● **Problem requirements**: From the data, copy out every line in which the word "island" appears.

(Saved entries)

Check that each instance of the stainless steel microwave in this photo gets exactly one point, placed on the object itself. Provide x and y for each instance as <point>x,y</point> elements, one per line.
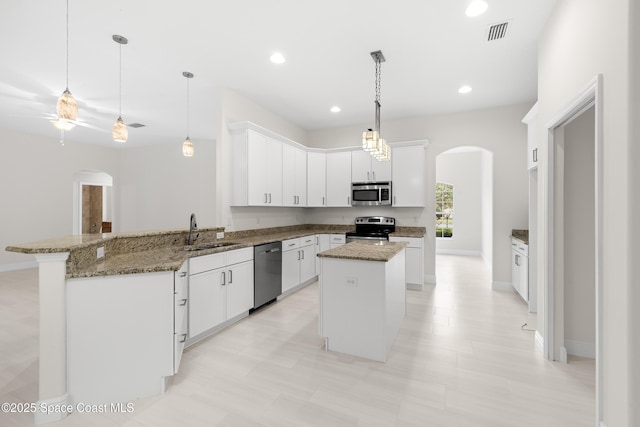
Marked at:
<point>371,194</point>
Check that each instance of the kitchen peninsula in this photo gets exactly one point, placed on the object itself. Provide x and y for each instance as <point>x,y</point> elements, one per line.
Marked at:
<point>126,295</point>
<point>362,297</point>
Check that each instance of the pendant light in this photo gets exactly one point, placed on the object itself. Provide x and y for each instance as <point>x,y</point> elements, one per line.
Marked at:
<point>187,145</point>
<point>66,107</point>
<point>119,131</point>
<point>372,142</point>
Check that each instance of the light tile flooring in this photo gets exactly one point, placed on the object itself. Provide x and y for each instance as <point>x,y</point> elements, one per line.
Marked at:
<point>461,359</point>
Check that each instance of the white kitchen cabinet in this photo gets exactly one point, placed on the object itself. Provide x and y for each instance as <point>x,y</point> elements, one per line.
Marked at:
<point>336,240</point>
<point>407,163</point>
<point>181,312</point>
<point>298,262</point>
<point>339,179</point>
<point>256,169</point>
<point>365,168</point>
<point>520,268</point>
<point>316,179</point>
<point>414,258</point>
<point>220,289</point>
<point>531,120</point>
<point>294,176</point>
<point>322,244</point>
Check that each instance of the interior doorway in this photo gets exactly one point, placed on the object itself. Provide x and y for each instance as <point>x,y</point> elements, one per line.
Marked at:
<point>573,252</point>
<point>92,202</point>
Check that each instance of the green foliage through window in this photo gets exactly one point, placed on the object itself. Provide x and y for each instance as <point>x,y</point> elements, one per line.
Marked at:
<point>444,210</point>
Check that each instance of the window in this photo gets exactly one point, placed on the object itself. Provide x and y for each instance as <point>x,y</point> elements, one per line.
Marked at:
<point>444,210</point>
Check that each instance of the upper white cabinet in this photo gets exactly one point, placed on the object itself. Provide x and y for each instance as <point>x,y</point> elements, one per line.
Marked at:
<point>294,176</point>
<point>407,164</point>
<point>531,120</point>
<point>365,168</point>
<point>339,179</point>
<point>316,179</point>
<point>257,170</point>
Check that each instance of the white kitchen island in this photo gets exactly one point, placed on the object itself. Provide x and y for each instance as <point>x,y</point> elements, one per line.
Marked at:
<point>362,297</point>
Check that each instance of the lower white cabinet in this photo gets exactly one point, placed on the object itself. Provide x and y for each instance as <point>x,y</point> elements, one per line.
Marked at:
<point>520,268</point>
<point>298,261</point>
<point>414,259</point>
<point>220,289</point>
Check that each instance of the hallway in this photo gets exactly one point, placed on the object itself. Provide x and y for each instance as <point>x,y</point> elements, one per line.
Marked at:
<point>461,360</point>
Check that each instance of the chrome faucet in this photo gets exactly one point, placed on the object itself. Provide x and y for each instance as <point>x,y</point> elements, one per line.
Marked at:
<point>193,227</point>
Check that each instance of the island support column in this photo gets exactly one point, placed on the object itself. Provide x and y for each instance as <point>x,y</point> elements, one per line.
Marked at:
<point>52,394</point>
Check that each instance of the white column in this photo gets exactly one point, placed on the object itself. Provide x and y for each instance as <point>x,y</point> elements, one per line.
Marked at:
<point>52,396</point>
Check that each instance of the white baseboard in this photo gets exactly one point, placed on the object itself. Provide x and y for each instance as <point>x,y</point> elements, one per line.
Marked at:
<point>458,252</point>
<point>579,348</point>
<point>19,266</point>
<point>502,286</point>
<point>539,342</point>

● **Task output**:
Check that each instance of the white kitchen island in this photo gets exactly one point, placed on the object itself. Provide x and y for each instance as <point>x,y</point> elements, one per line.
Check that each instance of the island support column in this photo gets exactly one point, placed on the object itself. Provide x and y for each instance as <point>x,y</point> elements, one per line.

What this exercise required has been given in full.